= Beginning of Section =
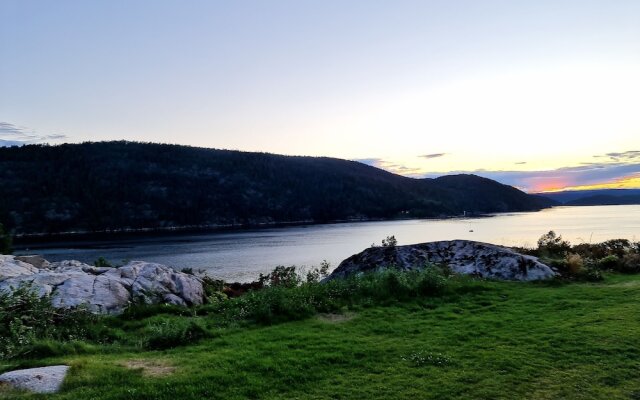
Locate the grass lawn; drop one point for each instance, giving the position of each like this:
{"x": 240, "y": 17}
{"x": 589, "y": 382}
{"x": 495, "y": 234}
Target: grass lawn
{"x": 488, "y": 340}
= End of Section =
Brief: Reproduce all lines above exactly. Leave the images out.

Output below:
Locate the grass lawn; drop one point for each instance, giving the position of each like this:
{"x": 240, "y": 17}
{"x": 589, "y": 382}
{"x": 495, "y": 234}
Target: grass lawn
{"x": 488, "y": 340}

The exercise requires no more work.